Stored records
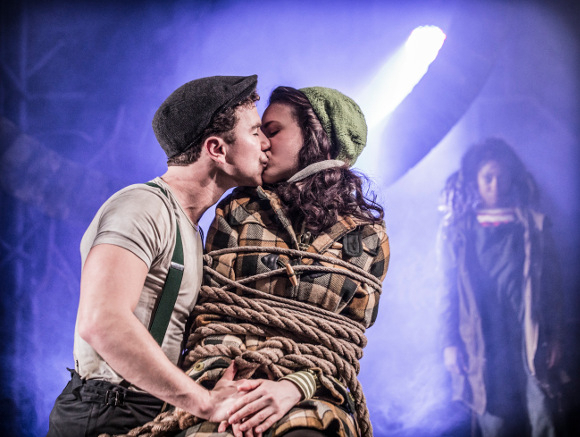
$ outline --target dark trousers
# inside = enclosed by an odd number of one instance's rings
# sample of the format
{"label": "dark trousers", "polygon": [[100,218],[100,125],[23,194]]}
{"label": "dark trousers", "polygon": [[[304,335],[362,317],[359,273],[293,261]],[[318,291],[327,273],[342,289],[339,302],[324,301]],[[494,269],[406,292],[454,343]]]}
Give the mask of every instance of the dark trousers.
{"label": "dark trousers", "polygon": [[483,437],[555,437],[556,428],[546,394],[540,388],[536,378],[527,376],[525,387],[525,405],[523,415],[484,413],[478,416]]}
{"label": "dark trousers", "polygon": [[83,380],[71,370],[71,380],[56,398],[47,437],[97,437],[124,434],[154,419],[163,401],[100,380]]}

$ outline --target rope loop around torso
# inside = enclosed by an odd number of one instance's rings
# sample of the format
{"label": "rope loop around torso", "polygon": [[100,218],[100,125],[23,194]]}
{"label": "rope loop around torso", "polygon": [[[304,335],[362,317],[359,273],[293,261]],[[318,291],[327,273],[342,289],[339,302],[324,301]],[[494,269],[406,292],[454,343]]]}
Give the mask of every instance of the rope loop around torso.
{"label": "rope loop around torso", "polygon": [[[192,328],[184,366],[191,366],[207,358],[225,357],[236,362],[237,378],[267,375],[273,380],[299,370],[318,368],[322,374],[319,377],[320,384],[331,393],[336,392],[334,381],[348,388],[354,400],[361,435],[372,436],[366,400],[357,378],[359,360],[367,343],[365,326],[324,308],[245,285],[276,275],[286,275],[284,268],[232,280],[210,267],[214,257],[247,252],[311,258],[329,265],[299,265],[293,266],[294,270],[346,275],[379,293],[382,290],[381,281],[363,269],[317,253],[264,246],[243,246],[209,252],[204,256],[204,273],[222,285],[201,287],[192,317],[201,317],[204,323],[199,326],[194,324]],[[204,342],[205,339],[220,336],[244,338],[248,335],[263,340],[251,350],[231,342]],[[127,435],[173,435],[174,430],[186,429],[197,421],[199,419],[183,410],[174,409],[162,413],[154,421]]]}
{"label": "rope loop around torso", "polygon": [[[223,249],[213,250],[204,255],[204,260],[206,266],[212,265],[212,260],[216,256],[226,255],[230,253],[247,253],[247,252],[254,252],[254,253],[275,253],[286,255],[292,258],[302,259],[302,258],[311,258],[316,261],[323,261],[326,263],[334,264],[340,267],[343,267],[345,270],[342,269],[334,269],[327,266],[293,266],[294,269],[300,269],[301,271],[324,271],[328,273],[339,273],[342,275],[347,275],[354,277],[355,279],[360,280],[363,283],[368,284],[369,286],[375,288],[379,293],[382,292],[382,281],[377,278],[376,276],[370,274],[369,272],[357,267],[348,261],[344,261],[339,258],[330,257],[326,255],[321,255],[319,253],[308,252],[305,250],[298,250],[298,249],[289,249],[285,247],[268,247],[268,246],[238,246],[238,247],[226,247]],[[242,280],[238,280],[238,283],[244,282],[252,282],[258,279],[267,278],[269,276],[274,276],[280,274],[284,271],[284,269],[279,270],[272,270],[270,272],[256,274],[252,276],[248,276]],[[217,273],[217,272],[216,272]]]}
{"label": "rope loop around torso", "polygon": [[325,264],[294,265],[294,271],[346,275],[367,284],[379,293],[382,291],[380,279],[335,257],[264,246],[232,247],[209,252],[205,255],[204,273],[213,277],[221,286],[203,286],[194,312],[218,316],[220,322],[193,330],[188,342],[192,350],[187,362],[194,363],[216,352],[214,350],[208,353],[206,346],[201,345],[202,339],[208,336],[258,335],[265,340],[256,350],[240,351],[235,346],[228,351],[224,351],[227,348],[222,349],[223,356],[236,361],[241,377],[251,377],[259,371],[269,375],[271,379],[278,379],[298,370],[319,368],[326,377],[326,380],[321,381],[323,385],[331,388],[332,379],[335,379],[349,389],[355,401],[361,433],[363,436],[372,435],[366,400],[357,378],[359,360],[367,343],[365,326],[307,302],[272,295],[245,285],[276,275],[285,276],[287,271],[284,268],[234,281],[210,267],[215,257],[232,253],[275,253],[289,258],[311,258]]}

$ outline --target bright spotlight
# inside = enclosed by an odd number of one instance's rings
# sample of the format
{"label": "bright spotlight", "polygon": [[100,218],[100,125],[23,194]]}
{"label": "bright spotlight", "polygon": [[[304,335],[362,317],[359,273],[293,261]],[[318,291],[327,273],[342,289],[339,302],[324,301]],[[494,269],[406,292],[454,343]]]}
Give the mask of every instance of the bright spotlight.
{"label": "bright spotlight", "polygon": [[421,26],[411,32],[405,43],[405,57],[407,58],[405,67],[408,73],[418,77],[411,88],[423,77],[429,64],[435,60],[445,37],[446,35],[437,26]]}
{"label": "bright spotlight", "polygon": [[443,46],[446,35],[437,26],[420,26],[413,29],[405,43],[405,50],[417,59],[433,62]]}
{"label": "bright spotlight", "polygon": [[411,32],[361,98],[369,128],[383,121],[413,90],[437,57],[445,38],[445,33],[437,26],[420,26]]}

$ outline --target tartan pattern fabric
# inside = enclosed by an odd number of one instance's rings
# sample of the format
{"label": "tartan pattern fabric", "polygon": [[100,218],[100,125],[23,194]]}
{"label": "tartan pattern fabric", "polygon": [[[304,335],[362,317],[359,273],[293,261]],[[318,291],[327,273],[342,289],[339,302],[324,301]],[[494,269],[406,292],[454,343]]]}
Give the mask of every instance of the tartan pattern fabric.
{"label": "tartan pattern fabric", "polygon": [[[344,237],[356,233],[362,243],[358,256],[347,256]],[[218,273],[239,280],[258,273],[279,269],[290,263],[299,265],[330,264],[310,258],[289,259],[269,253],[268,247],[300,248],[301,236],[296,234],[285,216],[277,197],[261,188],[238,188],[216,208],[216,218],[206,241],[206,250],[262,246],[259,253],[233,253],[214,257],[211,267]],[[362,224],[351,217],[341,218],[326,232],[315,237],[307,252],[348,261],[383,280],[389,264],[389,242],[384,224]],[[336,267],[336,266],[335,266]],[[343,268],[343,267],[338,267]],[[206,284],[220,286],[212,277]],[[378,314],[380,291],[348,276],[335,273],[303,272],[292,285],[288,276],[275,276],[246,284],[248,287],[307,302],[371,326]]]}
{"label": "tartan pattern fabric", "polygon": [[[218,433],[219,424],[215,422],[201,422],[177,437],[232,437],[231,428]],[[298,403],[276,425],[263,433],[264,437],[280,437],[296,428],[313,428],[324,435],[337,437],[356,437],[359,435],[355,421],[342,408],[321,400],[307,400]]]}
{"label": "tartan pattern fabric", "polygon": [[[235,336],[225,342],[240,345],[242,341]],[[235,339],[235,340],[234,340]],[[215,338],[214,338],[215,340]],[[206,339],[207,341],[207,339]],[[189,370],[188,375],[196,382],[211,390],[219,380],[231,360],[225,357],[211,357],[197,361]],[[319,369],[314,369],[318,373]],[[265,375],[261,375],[264,377]],[[284,417],[278,420],[264,433],[264,437],[278,437],[294,428],[314,428],[323,431],[325,435],[335,437],[357,437],[360,435],[353,416],[354,404],[348,390],[335,382],[335,393],[324,387],[317,388],[312,399],[303,400],[292,408]],[[177,437],[224,436],[231,437],[231,428],[224,433],[218,433],[218,423],[198,421]]]}
{"label": "tartan pattern fabric", "polygon": [[[355,249],[347,250],[347,239],[354,238]],[[240,252],[212,255],[209,266],[218,273],[232,280],[240,280],[259,273],[280,269],[290,263],[295,268],[301,265],[323,265],[335,269],[347,270],[345,267],[324,261],[302,257],[292,258],[285,254],[271,253],[269,247],[306,250],[313,254],[325,255],[347,261],[372,274],[380,281],[386,275],[389,264],[389,242],[384,223],[365,224],[350,217],[341,218],[334,226],[317,235],[307,246],[303,235],[297,234],[285,216],[278,198],[272,192],[261,187],[237,188],[220,202],[216,208],[216,217],[211,225],[206,240],[206,251],[222,248],[260,246],[264,251]],[[211,286],[222,286],[214,276],[206,274],[204,283]],[[355,278],[336,272],[298,272],[297,284],[293,285],[288,275],[277,275],[254,282],[245,283],[248,287],[262,292],[309,303],[371,326],[378,313],[381,290]],[[238,291],[241,293],[241,291]],[[213,316],[200,315],[195,325],[214,323]],[[256,335],[212,335],[201,343],[229,344],[240,350],[255,350],[266,338]],[[189,371],[189,375],[206,386],[213,384],[230,362],[226,357],[212,357],[198,360]],[[312,369],[319,372],[320,369]],[[255,375],[254,377],[267,377]],[[332,378],[335,390],[318,387],[314,397],[297,404],[286,416],[280,419],[265,436],[277,437],[291,429],[310,427],[323,431],[326,435],[354,437],[360,434],[352,413],[354,405],[348,390],[339,381]],[[199,423],[180,436],[231,436],[231,429],[223,434],[217,433],[217,424]]]}
{"label": "tartan pattern fabric", "polygon": [[359,435],[352,415],[330,402],[316,399],[297,404],[272,427],[270,435],[279,437],[295,428],[313,428],[339,437]]}

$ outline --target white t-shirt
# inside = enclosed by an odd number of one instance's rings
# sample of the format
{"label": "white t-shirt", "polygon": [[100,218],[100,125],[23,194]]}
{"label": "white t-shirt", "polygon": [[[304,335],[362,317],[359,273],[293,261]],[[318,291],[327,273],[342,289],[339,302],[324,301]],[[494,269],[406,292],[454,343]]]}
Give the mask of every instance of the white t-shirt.
{"label": "white t-shirt", "polygon": [[[149,328],[151,313],[161,293],[175,247],[175,217],[179,221],[185,269],[179,295],[165,333],[162,349],[177,364],[185,324],[197,300],[203,274],[203,243],[197,227],[185,214],[169,186],[161,179],[152,182],[163,187],[131,185],[111,196],[99,209],[81,241],[83,266],[93,246],[114,244],[123,247],[149,267],[135,316]],[[78,322],[77,322],[78,323]],[[119,342],[123,339],[119,338]],[[75,368],[81,378],[102,379],[118,384],[123,377],[78,334],[74,337]]]}

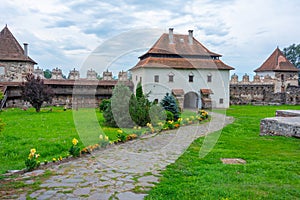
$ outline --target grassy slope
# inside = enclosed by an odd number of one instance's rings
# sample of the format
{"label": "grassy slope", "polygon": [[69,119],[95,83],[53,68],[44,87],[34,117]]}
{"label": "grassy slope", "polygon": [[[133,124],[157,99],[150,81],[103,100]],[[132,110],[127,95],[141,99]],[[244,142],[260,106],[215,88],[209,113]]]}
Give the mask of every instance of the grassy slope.
{"label": "grassy slope", "polygon": [[[223,129],[203,159],[203,138],[163,172],[147,199],[300,199],[300,140],[259,136],[260,119],[277,109],[300,106],[233,106],[235,122]],[[243,158],[246,165],[223,165],[220,158]]]}
{"label": "grassy slope", "polygon": [[48,110],[36,113],[33,109],[8,109],[0,114],[6,123],[0,133],[0,174],[9,169],[23,169],[31,148],[41,154],[40,161],[52,160],[67,155],[74,137],[79,139],[81,147],[96,144],[103,131],[110,139],[116,137],[116,128],[102,126],[101,129],[98,121],[103,124],[104,119],[93,109],[74,113],[64,112],[62,108]]}

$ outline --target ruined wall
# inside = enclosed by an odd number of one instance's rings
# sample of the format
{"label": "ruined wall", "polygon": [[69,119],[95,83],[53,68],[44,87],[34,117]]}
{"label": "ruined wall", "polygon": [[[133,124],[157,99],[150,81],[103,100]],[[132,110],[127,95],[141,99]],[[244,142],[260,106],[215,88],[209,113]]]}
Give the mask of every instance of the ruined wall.
{"label": "ruined wall", "polygon": [[[242,80],[238,80],[237,75],[232,75],[230,81],[230,104],[231,105],[268,105],[268,104],[300,104],[300,87],[291,85],[295,79],[294,73],[286,73],[283,77],[280,73],[280,80],[272,78],[269,75],[261,78],[254,76],[253,80],[249,79],[246,74]],[[290,82],[282,82],[286,77],[290,77]],[[281,79],[283,78],[283,79]],[[281,87],[283,86],[283,87]],[[280,87],[281,89],[278,89]],[[278,92],[279,90],[279,92]]]}

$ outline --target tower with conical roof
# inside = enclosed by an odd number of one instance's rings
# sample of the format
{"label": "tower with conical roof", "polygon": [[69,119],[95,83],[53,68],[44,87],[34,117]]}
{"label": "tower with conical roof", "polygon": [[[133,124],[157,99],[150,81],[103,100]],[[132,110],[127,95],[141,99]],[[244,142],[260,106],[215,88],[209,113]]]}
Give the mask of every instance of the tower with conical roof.
{"label": "tower with conical roof", "polygon": [[298,86],[298,71],[277,47],[254,72],[260,77],[270,76],[275,83],[275,93],[285,92],[287,86]]}
{"label": "tower with conical roof", "polygon": [[0,32],[0,81],[23,81],[35,64],[28,56],[28,44],[23,49],[6,25]]}

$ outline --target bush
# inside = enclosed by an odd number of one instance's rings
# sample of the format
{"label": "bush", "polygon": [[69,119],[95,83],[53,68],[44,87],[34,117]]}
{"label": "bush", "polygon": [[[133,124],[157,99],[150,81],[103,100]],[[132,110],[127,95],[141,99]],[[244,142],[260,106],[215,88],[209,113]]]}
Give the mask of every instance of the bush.
{"label": "bush", "polygon": [[160,104],[166,111],[173,113],[175,121],[178,120],[180,117],[180,112],[176,103],[176,99],[173,95],[169,95],[169,93],[167,93],[166,96],[161,100]]}
{"label": "bush", "polygon": [[105,119],[105,123],[111,127],[117,127],[117,123],[114,119],[114,115],[111,110],[111,101],[106,104],[106,109],[103,111],[103,117]]}
{"label": "bush", "polygon": [[118,84],[113,89],[110,104],[113,114],[112,119],[120,128],[131,128],[134,126],[134,122],[129,113],[131,95],[132,92],[125,85]]}
{"label": "bush", "polygon": [[[171,113],[171,114],[173,115],[173,113]],[[151,108],[149,110],[149,115],[150,115],[151,123],[154,126],[157,126],[160,122],[166,121],[166,119],[168,118],[166,111],[159,104],[154,104],[151,106]],[[174,115],[173,115],[173,118],[174,118]]]}
{"label": "bush", "polygon": [[174,114],[168,110],[166,110],[166,121],[174,121]]}
{"label": "bush", "polygon": [[131,95],[129,112],[132,120],[137,125],[145,126],[150,122],[149,108],[150,102],[144,95],[139,98]]}
{"label": "bush", "polygon": [[110,104],[110,99],[103,99],[99,105],[100,112],[103,112]]}

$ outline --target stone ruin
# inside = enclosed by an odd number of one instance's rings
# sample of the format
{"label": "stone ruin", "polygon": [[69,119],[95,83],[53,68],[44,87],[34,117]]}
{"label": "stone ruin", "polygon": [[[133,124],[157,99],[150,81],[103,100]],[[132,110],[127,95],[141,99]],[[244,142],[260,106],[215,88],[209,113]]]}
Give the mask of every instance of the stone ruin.
{"label": "stone ruin", "polygon": [[[294,81],[294,77],[291,80]],[[286,86],[282,89],[283,85]],[[230,80],[230,104],[299,105],[299,91],[298,85],[292,85],[289,82],[282,83],[279,78],[272,78],[268,74],[265,76],[255,75],[252,81],[248,74],[245,74],[241,81],[236,74],[233,74]]]}
{"label": "stone ruin", "polygon": [[277,110],[275,117],[262,119],[260,135],[300,138],[300,110]]}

**Work task**
From the data above, copy every line where "target" appears.

**Solution to this exercise**
$ outline --target dark trousers
$ outline --target rope loop around torso
$ outline --target bright spotlight
$ outline --target tartan pattern fabric
$ outline --target white t-shirt
$ outline --target grassy slope
$ outline --target ruined wall
$ outline --target tower with conical roof
$ outline --target bush
$ outline --target stone ruin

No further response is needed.